# start of PAGE EXCERPT
DSPeaker Anti-Mode 8033 DSP Subwoofer Equalizer (TAS 204)

If you have a speaker with an excellent top end, you will likely hear that excellence in almost any listening room. As long as the speaker is kept reasonably far from hard reflective surfaces and the whole environment is fairly “soft” in acoustic terms, the ear will lock onto the direct arrival sound in the highs, and room effects won’t keep the top from sounding good.

But in the lower frequencies, the room almost inevitably plays havoc, no matter how good the speaker is an anechoic measurement. In the lows, the speaker’s sound is being kicked around by the room, and the direct arrival is audibly lumped in with the room effects. All one has to do to see this is look at some typical in-room responses, which are published around and about, especially with floorstanders where the height of the bass driver off the floor cannot be adjusted. The phenomenon of a boom somewhere below 100Hz and a large dip between 100Hz and 200Hz is all too common. (You can see some typical instances here. But you will find similar things in a preponderance of room response measurements of floorstanders).

These deleterious room effects can be somewhat ameliorated by careful placement. In particular, deep Allison Effect dips can often be largely eliminated. But no matter how one places speakers, there are almost inevitably deviations from smooth response in the bass, arising from the fact that listening rooms of domestic size have room modes—resonances quite widely spaced in frequency in the lower part of the audible range. Concert halls, which are much larger, have resonances, too, but in the audible range they are quite closely spaced and the result is reverberation, as one expects (and hopes, in concert halls), but reverberation that is quite smooth in frequency response. In domestic rooms one gets, instead, ups and downs, often wild ones, depending on how close the frequency is to a resonance frequency of the room itself.

This is something that can be in good part corrected electronically. And devices to do this correction have become increasingly popular in recent years. Indeed, quite a few subwoofers now come with such adjustments built in. And then there is the Rives PARC, which I reviewed in Issue 150, which is very successful but not inexpensive.

Now we have the DSPeaker Anti-Mode 8033. It is intended for subwoofers only. (DSPeaker also makes a speaker with built-in signal processing that automatically adjusts the speaker to the room—something for another time, perhaps). The great things about the Anti-Mode 8033 are that it works very well and costs very little—$350. So little that if you use a subwoofer you could (and should) buy it just to try it out. I am confident that if you do, you will have no regrets and will leave it in your system for good.
# end of PAGE EXCERPT
# start of SUPPLIED DATA
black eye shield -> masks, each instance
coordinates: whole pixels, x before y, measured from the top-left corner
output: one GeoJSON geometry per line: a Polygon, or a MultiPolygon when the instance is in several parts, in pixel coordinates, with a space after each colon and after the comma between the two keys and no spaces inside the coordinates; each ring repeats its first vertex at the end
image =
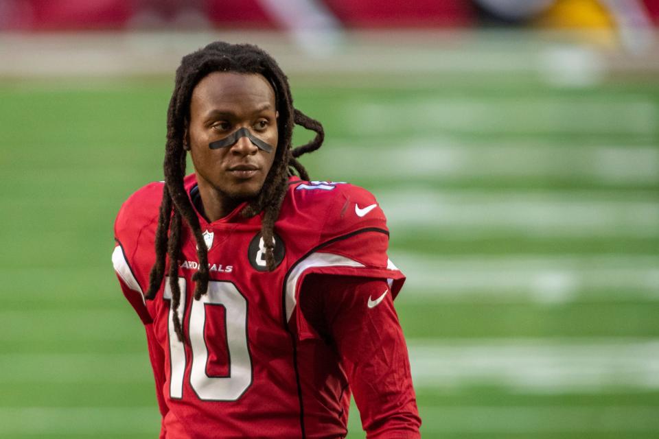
# end of SUPPLIED DATA
## CHALLENGE 1
According to the subwoofer equalizer review, what does the DSPeaker Anti-Mode 8033 cost?
## CHALLENGE 2
Carry the subwoofer equalizer review forward from its last sentence, keeping the same voice.

## TASK OUTPUT 1
$350.

## TASK OUTPUT 2
To test out the Anti-Mode 8033, I added an MK Sound MX350 subwoofer corrected by the Anti-Mode 8033 to a number of speakers. The MK was crossed over at 80Hz, corrected by the Anti-Mode 8033 to 140Hz. This meant that, in principle, the part of the range that the MK used was well within the correction range of the Anti-Mode 8033.

I tried this arrangement with some speakers that needed more bass as such—PSB Alpha B1s and Image B5s—and with some that really did not need more bass, or not all that much, like my reference Harbeth M40s, which are nearly full-range in my room. The best result was obtained with larger, more bass-extended speakers. Pairing satellites speakers with subwoofers is all very well as an idea, but the integration of subwoofers is best when the main speakers easily reach down to the transition point and beyond.

With all these systems, the subwoofer bass was, as is inevitable without room correction, a little irregular. It “bloomed” at certain frequencies in a way that, while not unattractive, was not really completely truthful. This is not the fault of the MK, which is an excellent subwoofer. The problem was the uncorrected room effects.

Enter the Anti-Mode 8033. Installation is a snap. (Just be sure to set the subwoofer level quite low to start with! The test signal is strong!). The device puts a signal into the subwoofer, letting the supplied microphone “listen” to the result at your intended listening position; the device then determines and remembers what should be done to make the bass better. For best results, start with a placement that avoids large or broad dips—the Anti-Mode 8033 only pulls down peaks. After you’re done, you may need to set your overall subwoofer level slightly higher to get the same subjective effect as before, since the system will have removed the “booms”—the peaks that arise from room resonances.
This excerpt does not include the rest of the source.